__EXERCISE DIRECTIONS__: This exercise asks for an exact transcription of every entry.

########

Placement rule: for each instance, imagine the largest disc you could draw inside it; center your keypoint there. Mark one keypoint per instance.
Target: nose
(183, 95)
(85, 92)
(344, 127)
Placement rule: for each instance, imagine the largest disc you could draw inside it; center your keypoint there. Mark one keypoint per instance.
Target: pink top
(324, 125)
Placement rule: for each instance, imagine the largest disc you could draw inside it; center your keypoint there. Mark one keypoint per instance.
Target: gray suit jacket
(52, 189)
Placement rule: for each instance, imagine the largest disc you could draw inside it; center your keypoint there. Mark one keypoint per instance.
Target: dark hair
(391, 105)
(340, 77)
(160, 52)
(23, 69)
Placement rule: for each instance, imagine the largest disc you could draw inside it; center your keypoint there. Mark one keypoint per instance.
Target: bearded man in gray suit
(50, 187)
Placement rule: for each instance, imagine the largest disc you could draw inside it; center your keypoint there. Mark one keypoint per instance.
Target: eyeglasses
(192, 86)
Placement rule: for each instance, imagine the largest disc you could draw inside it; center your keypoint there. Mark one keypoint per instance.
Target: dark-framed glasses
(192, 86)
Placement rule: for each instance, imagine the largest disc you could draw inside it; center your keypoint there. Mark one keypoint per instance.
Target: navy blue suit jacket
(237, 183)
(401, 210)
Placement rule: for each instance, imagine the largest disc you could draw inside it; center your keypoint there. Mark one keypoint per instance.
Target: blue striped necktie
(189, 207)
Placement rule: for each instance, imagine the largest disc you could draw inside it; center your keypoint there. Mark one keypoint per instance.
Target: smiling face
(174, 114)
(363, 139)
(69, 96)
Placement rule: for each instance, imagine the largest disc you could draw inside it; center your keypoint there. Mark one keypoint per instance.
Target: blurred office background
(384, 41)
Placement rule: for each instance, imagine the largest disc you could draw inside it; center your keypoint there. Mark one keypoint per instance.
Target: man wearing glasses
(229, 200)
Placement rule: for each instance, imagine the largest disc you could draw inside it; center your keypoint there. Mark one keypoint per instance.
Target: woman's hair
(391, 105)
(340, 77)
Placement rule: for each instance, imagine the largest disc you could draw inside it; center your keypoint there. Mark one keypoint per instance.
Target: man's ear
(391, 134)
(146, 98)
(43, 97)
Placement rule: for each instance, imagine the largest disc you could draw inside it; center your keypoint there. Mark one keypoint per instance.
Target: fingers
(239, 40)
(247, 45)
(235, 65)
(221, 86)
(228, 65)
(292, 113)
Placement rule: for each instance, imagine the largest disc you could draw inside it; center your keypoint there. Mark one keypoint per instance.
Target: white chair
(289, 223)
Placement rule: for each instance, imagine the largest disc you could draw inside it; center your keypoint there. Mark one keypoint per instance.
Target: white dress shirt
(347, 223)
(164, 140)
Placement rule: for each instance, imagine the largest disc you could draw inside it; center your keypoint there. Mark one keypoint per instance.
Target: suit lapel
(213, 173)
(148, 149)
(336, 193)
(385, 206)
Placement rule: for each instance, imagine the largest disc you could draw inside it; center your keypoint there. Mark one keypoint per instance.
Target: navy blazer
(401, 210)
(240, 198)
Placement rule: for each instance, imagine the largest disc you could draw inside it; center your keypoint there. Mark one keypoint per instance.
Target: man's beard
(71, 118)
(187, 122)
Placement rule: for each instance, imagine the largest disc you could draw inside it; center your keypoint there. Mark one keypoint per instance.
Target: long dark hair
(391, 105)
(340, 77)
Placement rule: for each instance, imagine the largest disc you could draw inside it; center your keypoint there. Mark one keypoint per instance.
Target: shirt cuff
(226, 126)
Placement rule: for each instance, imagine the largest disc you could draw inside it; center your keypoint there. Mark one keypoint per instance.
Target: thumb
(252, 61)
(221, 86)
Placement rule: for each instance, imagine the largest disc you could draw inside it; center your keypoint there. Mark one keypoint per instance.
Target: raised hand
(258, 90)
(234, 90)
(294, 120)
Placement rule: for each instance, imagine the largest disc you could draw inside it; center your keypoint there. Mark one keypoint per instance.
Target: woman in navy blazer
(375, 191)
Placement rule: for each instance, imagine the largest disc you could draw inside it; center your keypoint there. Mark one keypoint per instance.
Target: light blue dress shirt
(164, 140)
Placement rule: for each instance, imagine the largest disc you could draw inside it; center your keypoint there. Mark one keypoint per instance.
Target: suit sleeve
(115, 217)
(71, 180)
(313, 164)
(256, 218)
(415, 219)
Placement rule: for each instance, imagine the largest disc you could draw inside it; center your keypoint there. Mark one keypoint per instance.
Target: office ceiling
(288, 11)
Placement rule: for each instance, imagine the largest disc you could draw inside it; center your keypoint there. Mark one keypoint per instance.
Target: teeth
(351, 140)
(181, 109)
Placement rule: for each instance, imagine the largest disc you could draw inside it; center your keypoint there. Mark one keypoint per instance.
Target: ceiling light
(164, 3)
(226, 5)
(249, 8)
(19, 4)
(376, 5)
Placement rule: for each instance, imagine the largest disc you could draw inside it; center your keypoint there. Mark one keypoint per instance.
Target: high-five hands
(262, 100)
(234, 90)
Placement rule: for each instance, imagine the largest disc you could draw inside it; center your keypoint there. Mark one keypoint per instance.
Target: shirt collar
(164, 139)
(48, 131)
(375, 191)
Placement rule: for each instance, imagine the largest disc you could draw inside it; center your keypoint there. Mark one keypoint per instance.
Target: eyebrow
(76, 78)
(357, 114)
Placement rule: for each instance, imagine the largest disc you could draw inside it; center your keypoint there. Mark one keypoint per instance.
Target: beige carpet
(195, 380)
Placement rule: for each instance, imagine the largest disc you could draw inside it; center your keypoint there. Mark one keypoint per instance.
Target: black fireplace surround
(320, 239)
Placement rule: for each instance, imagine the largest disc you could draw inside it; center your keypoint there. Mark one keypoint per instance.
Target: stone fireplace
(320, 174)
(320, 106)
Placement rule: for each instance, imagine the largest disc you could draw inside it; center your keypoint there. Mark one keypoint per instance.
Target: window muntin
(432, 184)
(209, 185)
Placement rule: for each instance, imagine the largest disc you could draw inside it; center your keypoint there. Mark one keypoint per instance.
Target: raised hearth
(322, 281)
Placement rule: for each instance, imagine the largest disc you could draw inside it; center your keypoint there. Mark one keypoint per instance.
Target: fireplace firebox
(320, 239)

########

__REPLY__:
Placement rule: for each instance, imagine the largest disc you could draw inside it; center your keypoint there. Mark one keypoint per instance.
Target: nose
(183, 95)
(85, 92)
(344, 127)
Placement rule: for each instance, imagine the largest disc you could draw inside it; center your keypoint there. Mark one keypoint per instance.
Target: pink top
(324, 125)
Placement rule: for each instance, imagine the largest disc you could draw inside it; center your keypoint there. Mark one keypoint per instance.
Target: gray suit jacket
(52, 189)
Placement rule: for each instance, imagine the largest disc you could draw inside it; center your keypoint there. Mark one keypoint per instance.
Target: dark hair
(391, 105)
(340, 77)
(160, 52)
(23, 69)
Placement rule: for each instance, imagine the largest disc you could draw inside it; center your keypoint there. Mark one keypoint per instance.
Target: bearded man in gray suit
(50, 187)
Placement rule: for each instance, imagine the largest disc you could draw inside it; center your keypoint there. Mark one keypoint per instance.
Target: eyeglasses
(192, 86)
Placement rule: for each instance, imagine the largest disc you could draw inside it; center your keypoint there. Mark one keypoint per instance.
Target: dark-framed glasses
(192, 86)
Placement rule: for each instance, imagine the largest disc you could draw inside it; center your keypoint there. Mark one keypoint per instance.
Target: navy blue suit jacket
(237, 183)
(401, 210)
Placement rule: for each instance, imagine the largest disc you could draw inside it; center your keypoint there. Mark one keypoint per instance.
Target: blue striped necktie
(189, 207)
Placement rule: for each instance, imagine the largest disc you could draw inside it; center your keypoint there. Mark one keypoint per instance.
Target: smiling face
(174, 114)
(363, 139)
(69, 96)
Placement rule: for each instance, imagine the largest disc you could draw inside it; center your keypoint there. Mark one keypoint per instance.
Target: blurred office background
(384, 41)
Placement rule: for each instance, imagine the largest disc you could draw inside it; center your keypoint there. Mark one keypoint per instance.
Target: man wearing glasses
(229, 200)
Placement rule: for each instance, imagine the largest disc you could draw inside it; center your keypoint there. Mark one keypoint per instance.
Target: woman's hair
(391, 105)
(340, 77)
Placement rule: for each instance, imagine the largest disc you could draw inside it; center your keypoint there. Mark one keypoint per instance.
Target: man's ear
(391, 134)
(146, 98)
(43, 97)
Placement rule: for each instance, imagine the largest disc you could draw inside it; center your keypoint there. Mark one keypoint per instance.
Target: fingers
(239, 40)
(247, 45)
(235, 65)
(221, 86)
(228, 65)
(292, 113)
Placement rule: for each instance, imagine the largest disc you could draw inside it; center your keypoint there. Mark one keypoint per instance.
Target: white chair
(289, 223)
Placement rule: for each instance, imagine the largest disc you could draw inside it; center your keypoint there. Mark one keypoint per instance.
Target: white dress shirt
(347, 223)
(164, 140)
Placement rule: for each instance, imagine the largest disc you could draw inside it; center your keypoint there. Mark one keypoint per instance.
Target: suit lapel
(213, 173)
(148, 149)
(336, 193)
(385, 206)
Placement rule: for each instance, imagine the largest disc you could draw inside it; center your keypoint there. Mark one keypoint per instance.
Target: navy blazer
(401, 210)
(240, 198)
Placement rule: for each instance, imagine the largest disc you could draw inside it; center your keypoint there. Mark one keypoint per instance.
Target: man's beard
(71, 118)
(187, 122)
Placement rule: for each instance, imagine the largest disc you could draw inside it; center your keypoint there. Mark one keypoint per instance.
Target: long dark hair
(391, 105)
(340, 77)
Placement rule: for each instance, imagine the largest disc you could draw inside it; center your keypoint there. Mark one keypoint per instance.
Target: shirt cuff
(226, 126)
Placement rule: for each instance, imagine the largest disc you could draw inside it; center your keypoint there. Mark one keypoint per instance.
Target: thumb
(252, 61)
(221, 86)
Placement rule: for each instance, imagine the largest disc you could draw inside it; center your keypoint there. Mark one keypoint per instance.
Target: raised hand
(258, 90)
(234, 90)
(294, 120)
Placement rule: for each instance, imagine the largest disc you could draw inside it; center your keypoint there. Mark one keypoint per instance.
Target: woman in navy blazer
(375, 191)
Placement rule: for each instance, imagine the largest disc you could draw inside it; center your keypoint there. Mark one keypoint per instance.
Target: light blue dress shirt
(164, 140)
Placement rule: for each instance, imagine the largest disc you could draw inside it; center your keypoint there. Mark one keypoint per instance.
Target: suit sleeve
(115, 217)
(71, 180)
(313, 164)
(256, 218)
(415, 219)
Placement rule: for each instance, imagine the largest disc you could draw inside it; center your keypoint there. Mark one keypoint per instance.
Target: office ceiling
(288, 11)
Placement rule: for each instance, imagine the largest disc you could draw inside it; center your keypoint there. Mark one keypoint per instance.
Target: teeth
(351, 140)
(181, 109)
Placement rule: for each instance, imagine the largest disc you could draw inside it; center your keypoint there. Mark one keypoint per instance.
Target: ceiling light
(164, 3)
(226, 5)
(249, 8)
(19, 4)
(376, 5)
Placement rule: for each instance, imagine the largest disc you could draw inside it; center your keypoint there. Mark one keypoint per instance.
Target: high-five hands
(262, 100)
(234, 90)
Placement rule: for each instance, imagine the largest disc you could draw inside it; center your keypoint there. Mark one keypoint per instance.
Target: shirt collar
(164, 139)
(48, 131)
(375, 191)
Placement rule: for each instance, imagine the largest disc you could draw inside it; center your keypoint there. Mark one keypoint per instance.
Target: eyebrow
(76, 78)
(357, 114)
Placement rule: for each instance, imagine the largest disc you could draw inside it; center your keypoint there. Mark one keypoint per instance.
Target: beige carpet
(195, 380)
Placement rule: for each instance, imagine the largest disc you could draw inside it; center your keypoint there. Mark one keypoint per instance.
Target: black fireplace surround
(320, 239)
Placement rule: for each instance, imagine the largest disc you could draw inside it; center your keypoint there. Mark one keypoint per instance.
Target: stone fireplace
(320, 174)
(320, 106)
Placement rule: for each instance, imagine the largest disc you could draw inside it; center your keypoint there. Mark one keypoint per instance.
Target: window muntin
(432, 184)
(209, 185)
Placement rule: for each instance, imagine the largest disc you could draw inside it; center your keypoint there. Mark one keypoint per instance.
Target: raised hearth
(322, 281)
Placement rule: for each instance, imagine the largest disc you could draw inside it; center your keypoint there. Mark one keypoint per instance.
Target: fireplace firebox
(320, 239)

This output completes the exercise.